Problem details: Reproduce each of the following rows verbatim, keeping every character unchanged.

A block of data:
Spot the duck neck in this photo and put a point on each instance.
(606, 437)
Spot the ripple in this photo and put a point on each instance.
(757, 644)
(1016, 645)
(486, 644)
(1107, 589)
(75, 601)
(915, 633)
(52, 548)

In response:
Spot the duck neck in this photo and put a point on each instance.
(606, 437)
Spot the ripple in this photo and put a point on each instance.
(757, 644)
(1016, 645)
(486, 644)
(1107, 589)
(75, 601)
(915, 633)
(52, 548)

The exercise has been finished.